__Document passage__.
· · ·

A mountain biker himself, Rasmussen used to support the prospect of a trail near his home. Now he feels differently. In May, he was among a group of 30 people who signed a letter to the Forest Service, urging federal regulators to reassess the project’s potential impacts and how many people might use the trail system.
Schmidgall, the spokesperson, said the Forest Service is doing that.
“We aren’t arguing over what a lot in the Forest Service want to call a trivial trailhead in the middle of an unknown forest,” said Rasmussen, who noted that other mountain biking trail systems in Oregon draw hundreds of thousands of people each year. “It’s a massive undertaking.”
In the view of some Sandlake locals, the Forest Service and the project’s proponents aren’t making thorough plans for what’s to come. Already, they say, ambulances fly up and down the area’s single road during the summer. There’s no cell phone service. Traffic can be overwhelming.

· · ·

__Supplied information__.
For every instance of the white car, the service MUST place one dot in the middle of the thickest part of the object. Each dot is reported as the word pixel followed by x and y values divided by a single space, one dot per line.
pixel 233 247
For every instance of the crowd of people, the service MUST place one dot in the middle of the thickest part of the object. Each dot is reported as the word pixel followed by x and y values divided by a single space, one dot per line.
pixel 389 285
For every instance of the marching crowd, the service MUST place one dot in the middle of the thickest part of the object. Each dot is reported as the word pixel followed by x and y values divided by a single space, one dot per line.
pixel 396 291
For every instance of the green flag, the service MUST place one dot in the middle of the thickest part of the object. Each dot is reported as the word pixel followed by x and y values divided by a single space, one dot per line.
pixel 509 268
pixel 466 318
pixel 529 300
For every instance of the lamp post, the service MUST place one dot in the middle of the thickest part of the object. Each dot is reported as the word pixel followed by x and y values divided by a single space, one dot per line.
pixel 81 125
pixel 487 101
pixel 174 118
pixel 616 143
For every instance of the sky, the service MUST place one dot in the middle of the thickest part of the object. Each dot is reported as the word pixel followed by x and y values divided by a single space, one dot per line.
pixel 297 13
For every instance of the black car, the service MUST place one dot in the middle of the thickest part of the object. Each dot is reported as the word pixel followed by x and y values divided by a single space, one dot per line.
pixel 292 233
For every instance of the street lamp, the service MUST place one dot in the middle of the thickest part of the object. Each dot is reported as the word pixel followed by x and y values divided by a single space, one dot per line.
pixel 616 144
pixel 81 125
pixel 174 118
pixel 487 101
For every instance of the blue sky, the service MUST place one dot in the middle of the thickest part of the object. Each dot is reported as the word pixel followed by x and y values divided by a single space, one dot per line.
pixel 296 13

· · ·

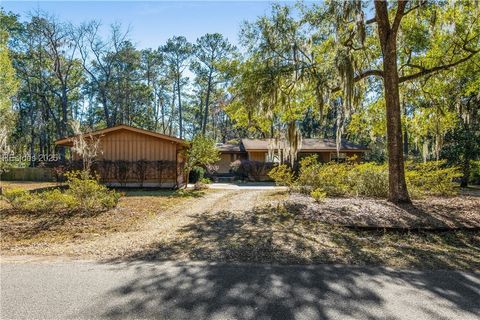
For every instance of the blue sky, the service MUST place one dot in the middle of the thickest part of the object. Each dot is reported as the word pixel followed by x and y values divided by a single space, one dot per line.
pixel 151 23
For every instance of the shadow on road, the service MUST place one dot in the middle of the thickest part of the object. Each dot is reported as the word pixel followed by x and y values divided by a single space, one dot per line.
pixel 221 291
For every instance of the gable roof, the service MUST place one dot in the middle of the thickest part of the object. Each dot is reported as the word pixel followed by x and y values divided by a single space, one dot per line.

· · ·

__Exercise instructions__.
#1 Reproduce verbatim the portion of the Sandlake trail passage that begins with the words containing "Schmidgall, the spokesperson, said" and ends with "can be overwhelming.".
#2 Resume the Sandlake trail passage from the point at which it stops.
The records are not required for any of this work.

__Answer set__.
#1
Schmidgall, the spokesperson, said the Forest Service is doing that.
“We aren’t arguing over what a lot in the Forest Service want to call a trivial trailhead in the middle of an unknown forest,” said Rasmussen, who noted that other mountain biking trail systems in Oregon draw hundreds of thousands of people each year. “It’s a massive undertaking.”
In the view of some Sandlake locals, the Forest Service and the project’s proponents aren’t making thorough plans for what’s to come. Already, they say, ambulances fly up and down the area’s single road during the summer. There’s no cell phone service. Traffic can be overwhelming.

#2
“I know what it’s going to be like,” said Buck Miller, who lives on Sandlake Road at the foot of the proposed system. “It’s going to be worse than it is now.”
His wife, Kathleen Miller, agreed. Over the past 10 years, she said she has seen the area become a recreation destination, with the sounds of nearby dune buggies echoing into their home. In December, she noted, a landslide covered Sandlake Road, between Tierra Del Mar and Pacific City, closing it for about three months and leaving area residents with one exit road. Like others, she’s concerned about how locals will manage with even more people.
“I see a big change coming,” said Kathleen Miller, adding: “You’re not going to change progress. You just gotta make sure you’re prepared for it. And we’re not down in Tillamook County. At all.”
Connecting to the coast
The Nestucca Valley School District, in southern Tillamook County near Sandlake, has about 550 students enrolled. Behind the school is a large mountain biking skills course.
Misty Wharton, the school superintendent, is not a mountain biker herself. But as a lifelong resident who has seen this region change, she is willing to embrace that evolution. In fact, she plans to build a five-mile mountain biking trail to connect the local K-8 building to the high school, and further trails after that.
“I think that we’re at the point in that transformation where we don’t have the infrastructure we need yet,” she said. “And so it can be a little bit scary to those that are living here, because it’s happening so quickly.”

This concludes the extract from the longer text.